*** Block opens ***
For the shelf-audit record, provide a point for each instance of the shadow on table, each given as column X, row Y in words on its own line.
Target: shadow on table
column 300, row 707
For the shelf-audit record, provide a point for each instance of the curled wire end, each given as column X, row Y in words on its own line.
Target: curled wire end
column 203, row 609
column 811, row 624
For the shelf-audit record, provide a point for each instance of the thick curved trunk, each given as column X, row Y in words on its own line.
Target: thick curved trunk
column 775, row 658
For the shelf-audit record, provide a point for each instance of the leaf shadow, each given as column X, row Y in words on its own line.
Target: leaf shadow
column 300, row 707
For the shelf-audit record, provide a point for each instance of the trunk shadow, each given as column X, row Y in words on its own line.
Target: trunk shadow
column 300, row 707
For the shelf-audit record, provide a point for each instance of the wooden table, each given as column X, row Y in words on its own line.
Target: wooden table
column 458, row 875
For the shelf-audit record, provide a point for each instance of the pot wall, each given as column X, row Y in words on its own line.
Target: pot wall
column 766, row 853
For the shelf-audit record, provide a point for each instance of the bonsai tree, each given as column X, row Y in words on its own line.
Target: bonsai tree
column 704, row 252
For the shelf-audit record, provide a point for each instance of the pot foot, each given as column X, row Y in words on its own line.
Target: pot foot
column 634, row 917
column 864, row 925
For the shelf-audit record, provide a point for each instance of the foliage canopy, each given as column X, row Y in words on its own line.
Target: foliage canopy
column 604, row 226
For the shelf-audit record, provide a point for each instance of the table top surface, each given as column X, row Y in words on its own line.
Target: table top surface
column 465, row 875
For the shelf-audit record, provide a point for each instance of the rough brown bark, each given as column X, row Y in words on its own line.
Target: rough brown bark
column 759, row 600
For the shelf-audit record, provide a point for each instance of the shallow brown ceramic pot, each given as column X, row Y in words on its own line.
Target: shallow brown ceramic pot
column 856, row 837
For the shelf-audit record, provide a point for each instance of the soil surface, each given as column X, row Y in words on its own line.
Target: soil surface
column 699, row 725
*** Block closes ***
### Work item:
Transcribe all the material, keeping each word as it is.

### Solution for this task:
For the shelf-audit record, provide a point for each instance of the shadow on table, each given as column X, row Y in words on its own line.
Target: shadow on table
column 300, row 707
For the shelf-audit record, provide a point for each instance of the curled wire end, each given as column X, row Y in words on its own line.
Target: curled wire end
column 203, row 609
column 811, row 624
For the shelf-audit record, provide a point for each instance of the thick curved trunk, each given as column X, row Y in words on its own line.
Target: thick curved trunk
column 775, row 658
For the shelf-audit record, provide a point for each instance of the leaf shadow, each given as column X, row Y in words on its own line.
Target: leaf shadow
column 300, row 707
For the shelf-audit record, provide a point for each instance of the trunk shadow, each given as column X, row Y in words on its own line.
Target: trunk shadow
column 300, row 707
For the shelf-audit record, provide a point for each instance of the wooden table, each given as column X, row Y in words on its own line.
Target: wooden table
column 458, row 875
For the shelf-audit record, provide a point for each instance of the pot wall, each given as column X, row Y in words on its own line.
Target: pot wall
column 766, row 853
For the shelf-audit record, provide a point for each instance of the bonsai tree, each given as column X, row Y in words on its own line.
Target: bonsai tree
column 704, row 252
For the shelf-audit record, provide a point for each instance of the pot foot, each given as column X, row Y in words on its own line.
Target: pot foot
column 634, row 917
column 864, row 925
For the shelf-audit record, provide a point for each instance of the foliage canopy, each given as column X, row Y in words on its own line.
Target: foliage canopy
column 604, row 226
For the shelf-audit record, provide a point for each instance of the table top surface, each given as column X, row Y in words on its own line.
Target: table top surface
column 465, row 875
For the shelf-audit record, provide a point for each instance of the rough brown bark, each given as column X, row Y in words on its own line.
Target: rough brown bark
column 759, row 600
For the shelf-audit record, provide a point for each instance of the shallow brown ceramic pot, each given as column X, row Y in words on its own line.
Target: shallow brown ceramic pot
column 856, row 837
For the shelf-audit record, provide a point for each instance of the soil surface, each given as column X, row Y in words on its own line.
Target: soil surface
column 699, row 725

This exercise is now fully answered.